List of tasks:
(1) Decide whether each statement below agrees with the article on AI models' job disruption estimates. For each, answer yes or no and quote the words of the article that decide it.
(a) The working paper was published by the National Bureau of Economic Research.
(b) The four models rated nearly 19,000 work tasks using different rubrics.
(c) Pairwise agreement between the models never fell below 70%.
(2) According to the article on AI models' job disruption estimates, what range of exposure scores did management roles receive?
(3) Pick up the article on AI models' job disruption estimates after its last sentence and continue writing it.

Extracted text:
------------------------------------------------------------
Artificial Intelligence models split on job disruption estimates

A new working paper finds that leading Artificial Intelligence models give sharply different answers when asked which jobs they are most likely to disrupt. The findings raise doubts about using model-generated exposure scores to guide labor policy or economic analysis.

Researchers from Northwestern University and American University found that large language models do not reliably agree when asked to judge which occupations Artificial Intelligence is likely to disrupt. In a working paper published by the National Bureau of Economic Research, the team argued that current estimates of job exposure can shift dramatically depending on which model is used, making the results fragile for policymakers, economists, and workforce planners.

The team tested four frontier Artificial Intelligence systems, GPT-4, ChatGPT-5, Gemini 2.5, and Claude 4.5, using the same rubric to rate nearly 19,000 work tasks. The results showed deep disagreement. Mean exposure scores ranged from 0.14 (GPT-4 and Gemini) to 0.51 (Claude), a 3.6-fold difference. Pairwise agreement between models fell as low as 57%, which researchers called only “fair”. The largest disagreements occurred in occupations that mix cognitive and physical duties, such as management, teaching, and sales. Management roles ranged from roughly 0.08 (Gemini) to 0.83 (Claude). Computer and mathematical occupations ranged from 0.42 (Gemini) to 0.95 (Claude). Educational instruction, life sciences, and sales all showed spreads of 0.30 or more across annotators.
------------------------------------------------------------
Data provided:
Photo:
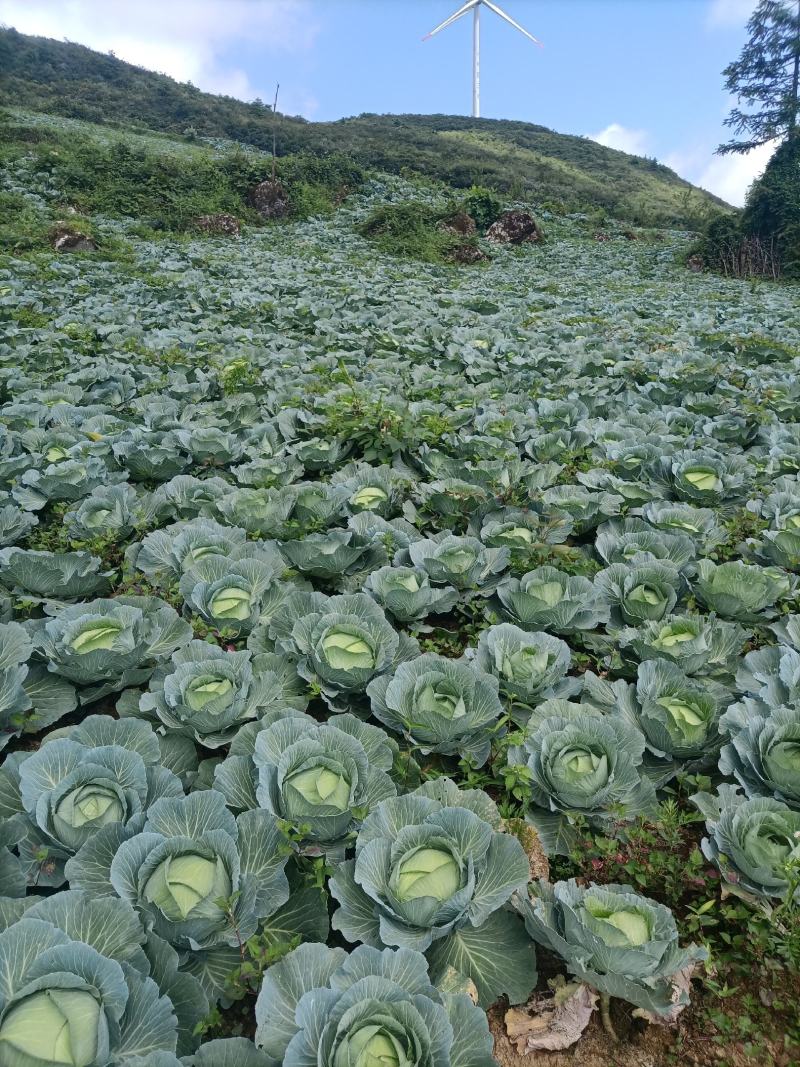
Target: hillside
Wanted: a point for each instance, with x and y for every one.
(70, 80)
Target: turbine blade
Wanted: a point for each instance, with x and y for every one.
(457, 15)
(511, 21)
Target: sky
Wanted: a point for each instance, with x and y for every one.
(639, 75)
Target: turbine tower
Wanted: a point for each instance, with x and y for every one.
(475, 6)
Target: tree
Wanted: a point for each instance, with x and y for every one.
(766, 77)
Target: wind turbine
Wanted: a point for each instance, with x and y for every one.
(475, 6)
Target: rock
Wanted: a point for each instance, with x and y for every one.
(514, 227)
(270, 200)
(467, 254)
(223, 225)
(552, 1022)
(528, 838)
(460, 223)
(65, 238)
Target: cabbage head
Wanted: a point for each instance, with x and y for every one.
(581, 763)
(463, 562)
(527, 666)
(342, 641)
(77, 990)
(320, 779)
(406, 593)
(763, 752)
(740, 591)
(639, 592)
(752, 841)
(677, 715)
(440, 705)
(619, 942)
(432, 873)
(207, 694)
(198, 878)
(548, 599)
(381, 1008)
(101, 773)
(105, 646)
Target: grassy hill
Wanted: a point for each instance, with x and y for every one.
(525, 160)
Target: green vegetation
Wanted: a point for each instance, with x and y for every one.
(161, 184)
(516, 158)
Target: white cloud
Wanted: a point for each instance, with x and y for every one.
(184, 38)
(623, 138)
(728, 176)
(728, 13)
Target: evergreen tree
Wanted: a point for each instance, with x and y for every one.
(766, 77)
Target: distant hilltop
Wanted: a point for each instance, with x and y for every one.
(512, 157)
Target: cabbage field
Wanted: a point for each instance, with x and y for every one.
(383, 642)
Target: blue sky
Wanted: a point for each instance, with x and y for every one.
(639, 75)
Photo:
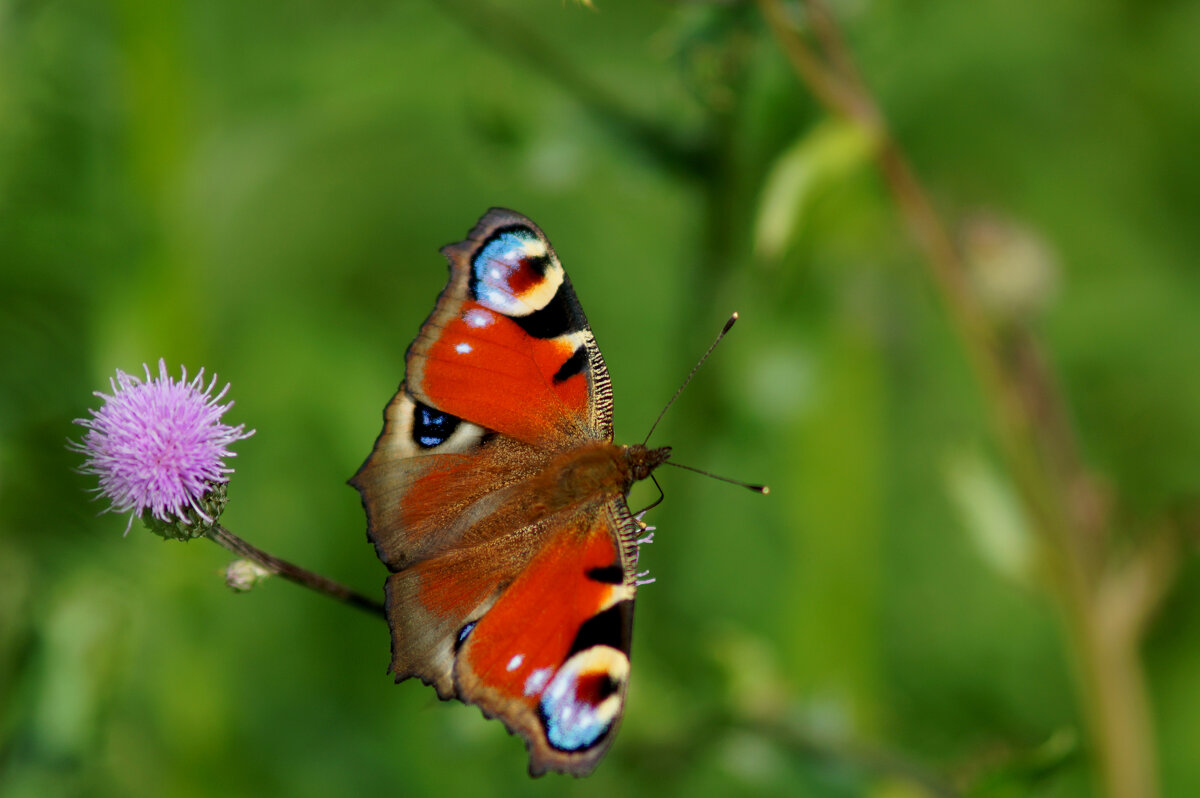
------------------------------------------------------------
Answers to each task:
(1)
(a) Yes: "In a working paper published by the National Bureau of Economic Research"
(b) No: "using the same rubric to rate nearly 19,000 work tasks"
(c) No: "Pairwise agreement between models fell as low as 57%"

(2) Management roles ranged from roughly 0.08 (Gemini) to 0.83 (Claude).

(3)
The models were more aligned at the extremes. Physical jobs like construction were generally rated as relatively safe, while coding-related work was broadly seen as vulnerable. The sharpest uncertainty appeared in white-collar occupations in the middle, where model judgments diverged substantially and produced conflicting pictures of likely disruption.

The inconsistency also altered downstream economic conclusions. At the county level, Claude 4.5 produced a statistically significant negative relationship between Artificial Intelligence exposure and employment. In contrast, GPT-4, ChatGPT-5, and Gemini 2.5 all found no significant effect, with Gemini even yielding a positive, though insignificant, coefficient. At the individual level, all models gave significant negative results, but magnitudes varied: Gemini showed the largest effect, 2.4 times the original GPT-4 estimate.

The researchers said conclusions about whether large language model exposure reduces employment, and by how much, depend on an often unreported choice of which model performed the task ratings. They argued that asking Artificial Intelligence systems to assess their own capabilities is circular and called for a shift toward measures based on actual Artificial Intelligence usage data rather than self-referential model judgments.